Please pull every line from the records below that contains the word "vent", and copy each one in full.

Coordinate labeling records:
•••

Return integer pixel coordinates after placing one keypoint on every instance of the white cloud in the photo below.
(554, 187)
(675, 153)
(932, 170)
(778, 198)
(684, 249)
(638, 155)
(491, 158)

•••

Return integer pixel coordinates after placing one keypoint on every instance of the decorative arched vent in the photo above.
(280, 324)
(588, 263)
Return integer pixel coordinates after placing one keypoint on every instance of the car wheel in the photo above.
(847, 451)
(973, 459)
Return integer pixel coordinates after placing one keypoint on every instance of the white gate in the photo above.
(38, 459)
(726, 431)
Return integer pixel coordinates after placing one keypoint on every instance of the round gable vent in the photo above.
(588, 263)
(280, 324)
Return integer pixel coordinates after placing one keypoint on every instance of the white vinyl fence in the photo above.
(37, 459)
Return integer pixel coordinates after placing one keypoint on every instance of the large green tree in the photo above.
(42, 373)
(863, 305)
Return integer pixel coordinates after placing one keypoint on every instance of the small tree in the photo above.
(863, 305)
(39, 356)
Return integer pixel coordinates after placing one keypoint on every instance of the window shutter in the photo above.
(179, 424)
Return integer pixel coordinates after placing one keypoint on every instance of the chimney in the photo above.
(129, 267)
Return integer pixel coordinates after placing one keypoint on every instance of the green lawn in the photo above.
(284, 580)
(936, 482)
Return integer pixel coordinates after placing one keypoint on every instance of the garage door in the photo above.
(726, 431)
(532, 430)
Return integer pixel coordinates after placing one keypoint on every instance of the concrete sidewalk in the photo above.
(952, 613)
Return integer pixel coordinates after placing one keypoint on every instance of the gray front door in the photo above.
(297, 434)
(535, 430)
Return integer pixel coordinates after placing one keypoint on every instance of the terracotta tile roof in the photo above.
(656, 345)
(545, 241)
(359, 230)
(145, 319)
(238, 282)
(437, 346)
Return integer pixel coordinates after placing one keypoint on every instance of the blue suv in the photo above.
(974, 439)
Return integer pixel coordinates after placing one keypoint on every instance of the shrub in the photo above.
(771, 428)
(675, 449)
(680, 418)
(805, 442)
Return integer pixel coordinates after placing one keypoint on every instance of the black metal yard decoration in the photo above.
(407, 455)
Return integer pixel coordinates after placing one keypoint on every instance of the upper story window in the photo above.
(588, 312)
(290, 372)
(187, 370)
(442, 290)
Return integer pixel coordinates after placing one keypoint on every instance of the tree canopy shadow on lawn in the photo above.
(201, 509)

•••

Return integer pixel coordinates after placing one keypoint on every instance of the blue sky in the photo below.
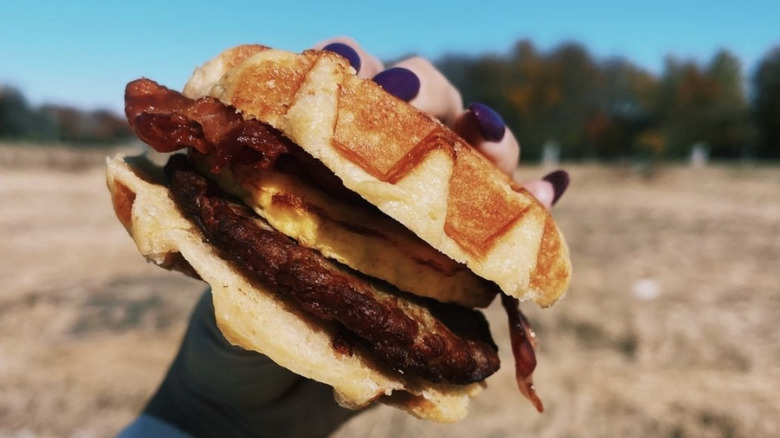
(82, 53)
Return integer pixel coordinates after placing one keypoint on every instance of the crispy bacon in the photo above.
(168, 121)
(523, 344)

•••

* _WRITTEN RESPONSE_:
Return integer pixel coordinates after placing one keypoint on every instance of the decorative arched vent in the photo above.
Return integer pixel coordinates after placing one keypoint on every instance of the round gable vent in the photo above.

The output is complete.